__SOURCE PASSAGE__.
For my ales I have used Joe White Traditional Ale and Barrett Burston Ale malts, both giving good results. For my lagers I've been using Weyermann Pils malt. I just grabbed a 25kg sack of TF Maris Otter from Craftbrewer yesterday which I will be using some of in my next batch brewing on Saturday, to see what that's like. I still have enough BB Ale and Wey Pils malt for a couple more batches of each as well. I'm probably still in an experimental phase at the moment so I don't really have a "main" base malt as such. I also don't really brew strictly to style either apart from using ale malt for ales and pils malt for lagers. All beers I have made with the 3 malts I have used, I have been quite happy with (except one, but that wasn't a base malt issue). Looking forward to tasting the MO based brew, I've heard good things about it from a number of people.


----------



## kymba

i read the last three posts and i feel cheated


----------



## manticle

bullsneck said:


> I've attended brew days with you. You have a strict 'no pants' policy.


Correct. No-one watching me brew is allowed pants.

I invite a lot of lingerie models to my brewdays but their hectic schedules make attendance somewhere between seldom and never.


----------



## Foxy74

I've been using the Barrett Burston ale malt for my paler ales for a while now. It costs as much as the sack in freight charges to get it to the NT, but it still works out cheaper than smaller orders. I just recently started using Maris Otter for anything darker.

Rows from a pointing dataset:
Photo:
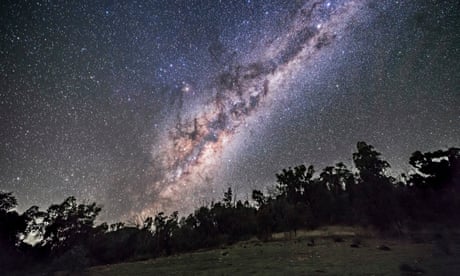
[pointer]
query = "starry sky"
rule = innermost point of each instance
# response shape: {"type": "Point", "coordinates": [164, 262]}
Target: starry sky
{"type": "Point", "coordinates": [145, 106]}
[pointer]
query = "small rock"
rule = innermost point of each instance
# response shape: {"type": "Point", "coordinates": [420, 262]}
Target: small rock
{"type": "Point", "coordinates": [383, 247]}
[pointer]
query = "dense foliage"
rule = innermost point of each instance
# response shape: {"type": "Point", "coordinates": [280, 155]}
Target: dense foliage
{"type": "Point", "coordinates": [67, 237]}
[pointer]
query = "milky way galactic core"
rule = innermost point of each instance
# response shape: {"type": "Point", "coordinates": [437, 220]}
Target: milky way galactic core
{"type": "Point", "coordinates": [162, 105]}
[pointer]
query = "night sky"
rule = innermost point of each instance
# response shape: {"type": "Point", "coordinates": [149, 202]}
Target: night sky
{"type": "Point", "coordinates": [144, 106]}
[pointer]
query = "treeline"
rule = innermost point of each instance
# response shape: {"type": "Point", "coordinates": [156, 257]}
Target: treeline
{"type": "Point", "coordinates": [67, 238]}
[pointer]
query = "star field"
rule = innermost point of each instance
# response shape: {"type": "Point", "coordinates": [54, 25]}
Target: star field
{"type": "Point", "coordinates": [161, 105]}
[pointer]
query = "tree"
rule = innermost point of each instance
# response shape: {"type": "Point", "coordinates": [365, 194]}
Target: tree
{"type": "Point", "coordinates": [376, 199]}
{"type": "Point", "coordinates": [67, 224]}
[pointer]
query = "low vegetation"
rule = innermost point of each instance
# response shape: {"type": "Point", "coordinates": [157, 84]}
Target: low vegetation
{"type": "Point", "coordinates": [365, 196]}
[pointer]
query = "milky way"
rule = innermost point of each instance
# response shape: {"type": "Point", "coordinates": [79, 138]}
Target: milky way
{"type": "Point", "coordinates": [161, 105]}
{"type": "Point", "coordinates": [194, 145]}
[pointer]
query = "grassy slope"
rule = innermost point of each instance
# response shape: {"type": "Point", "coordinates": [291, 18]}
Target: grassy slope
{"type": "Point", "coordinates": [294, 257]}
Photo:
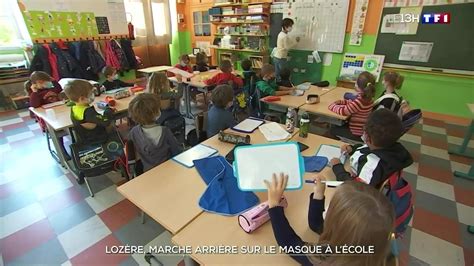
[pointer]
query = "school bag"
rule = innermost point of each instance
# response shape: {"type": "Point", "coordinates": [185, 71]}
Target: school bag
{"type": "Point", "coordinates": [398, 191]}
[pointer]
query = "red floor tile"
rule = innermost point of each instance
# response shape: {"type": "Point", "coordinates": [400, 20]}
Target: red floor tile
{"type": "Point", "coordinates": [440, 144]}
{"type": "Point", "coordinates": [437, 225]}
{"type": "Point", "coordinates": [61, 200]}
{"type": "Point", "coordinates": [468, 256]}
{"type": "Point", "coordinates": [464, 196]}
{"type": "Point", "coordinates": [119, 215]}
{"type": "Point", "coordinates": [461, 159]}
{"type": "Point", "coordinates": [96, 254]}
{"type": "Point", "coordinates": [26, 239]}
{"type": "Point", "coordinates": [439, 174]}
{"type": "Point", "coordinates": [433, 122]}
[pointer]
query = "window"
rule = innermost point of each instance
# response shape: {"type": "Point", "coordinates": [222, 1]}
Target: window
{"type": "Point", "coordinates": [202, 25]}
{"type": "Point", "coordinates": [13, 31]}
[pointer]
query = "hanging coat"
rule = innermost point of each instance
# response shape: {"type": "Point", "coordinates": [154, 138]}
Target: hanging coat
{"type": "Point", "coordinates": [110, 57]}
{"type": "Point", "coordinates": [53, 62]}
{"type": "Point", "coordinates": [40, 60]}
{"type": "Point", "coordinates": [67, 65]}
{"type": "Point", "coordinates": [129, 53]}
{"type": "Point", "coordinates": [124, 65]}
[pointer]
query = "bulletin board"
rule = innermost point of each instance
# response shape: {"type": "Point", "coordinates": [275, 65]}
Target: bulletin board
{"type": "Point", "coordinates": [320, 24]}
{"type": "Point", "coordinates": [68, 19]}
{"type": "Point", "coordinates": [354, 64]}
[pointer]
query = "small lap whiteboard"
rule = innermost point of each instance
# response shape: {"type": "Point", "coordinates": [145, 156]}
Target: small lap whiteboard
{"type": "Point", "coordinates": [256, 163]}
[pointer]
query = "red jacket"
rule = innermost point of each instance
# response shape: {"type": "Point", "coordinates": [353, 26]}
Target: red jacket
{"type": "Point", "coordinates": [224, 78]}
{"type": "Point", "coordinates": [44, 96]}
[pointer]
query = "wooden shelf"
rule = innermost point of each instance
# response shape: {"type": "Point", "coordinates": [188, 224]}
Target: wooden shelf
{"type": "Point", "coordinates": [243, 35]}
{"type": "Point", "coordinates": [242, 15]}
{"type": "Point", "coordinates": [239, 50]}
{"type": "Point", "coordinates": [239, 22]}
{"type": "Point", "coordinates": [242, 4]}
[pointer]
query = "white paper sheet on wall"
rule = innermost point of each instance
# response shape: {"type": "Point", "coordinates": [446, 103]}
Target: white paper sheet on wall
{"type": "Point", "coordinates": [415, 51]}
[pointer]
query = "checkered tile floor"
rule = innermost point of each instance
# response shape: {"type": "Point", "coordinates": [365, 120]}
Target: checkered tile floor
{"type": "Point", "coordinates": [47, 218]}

__PROMPT 1__.
Please repeat the homebrew malt thread from "For my ales" to "number of people.", changing "Saturday" to "Sunday".
__PROMPT 2__.
Continue the homebrew malt thread from where it stops.

__TASK RESPONSE 1__.
For my ales I have used Joe White Traditional Ale and Barrett Burston Ale malts, both giving good results. For my lagers I've been using Weyermann Pils malt. I just grabbed a 25kg sack of TF Maris Otter from Craftbrewer yesterday which I will be using some of in my next batch brewing on Sunday, to see what that's like. I still have enough BB Ale and Wey Pils malt for a couple more batches of each as well. I'm probably still in an experimental phase at the moment so I don't really have a "main" base malt as such. I also don't really brew strictly to style either apart from using ale malt for ales and pils malt for lagers. All beers I have made with the 3 malts I have used, I have been quite happy with (except one, but that wasn't a base malt issue). Looking forward to tasting the MO based brew, I've heard good things about it from a number of people.

__TASK RESPONSE 2__.
----------



## mje1980

I jus tried dingemans pilsner for the first time in a saison. I figured belgian beer belgian malt. Compared to my usual best pilz, it was crazy pale in colour. Smelt great in the mash. If it goes alright I might switch to it instead of best pilz, as I hardly brew lagers. Haven't tasted it yet though.


----------



## Bribie G

For my UK ales I have recently got onto Bairds low-nitrogen Pale Ale Malt. Also known as Pearl ("Perle" was probably a typo on the CB website, it isn't actually spelled the same as the German hop "Perle").

For all malt brews it seems to break better in the boil and is a nice nutty bready malt, but not as rich as MO. 

For anything requiring adjuncts, i.e. blonde ales, I use JW or Malteurop pale ale malts. MHB sells Malteurop - a Geelong maltster.


----------



## dago001

Due the inability to get malt here in Tassie, we are pretty much restricted to bulk buys for our malts. I have been predominatly a JW Ale malt, but also have goodstocks of Marris Otter. I recently purchased 2 bags of Bairds Pale so while I do have a variety to call upon, JW Ale has been my got to malt.
Cheers
LB


----------



## yankinoz

I'm a malthead. In AG I mostly use MO for English and Amerucan ales, GP in some English and Belgians. In partial mash I go with Joe White Vienna, because it has good diastatic power to convert disproportionate amounts of specialty malts and contributes malt flavours of its own,offsetting the diluting effects of DME.


----------



## Edak

I switched from MO to GP and is amazing. I really like the malty character it brings to my beers and it's not too powerful so can be balanced out well. That being said I still buy wey pils for some brews and Vienna for others. GP is just very versatile.


----------



## Doctormcbrewdle

Understand this one's a little old now but all things remain the same.

Finding that I'm liking Golden Promise for most styles as base malt. It's just a nice malt with an ale spec ebc. I like the taste over BB, JW or even Weyerman for styles such as Megaswill lager and pale ale's

I like TF Maris Otter for Brit styles such as English IPA, pale ir Special bitter. It just has that little bit more complexity over any other you miss if not using it.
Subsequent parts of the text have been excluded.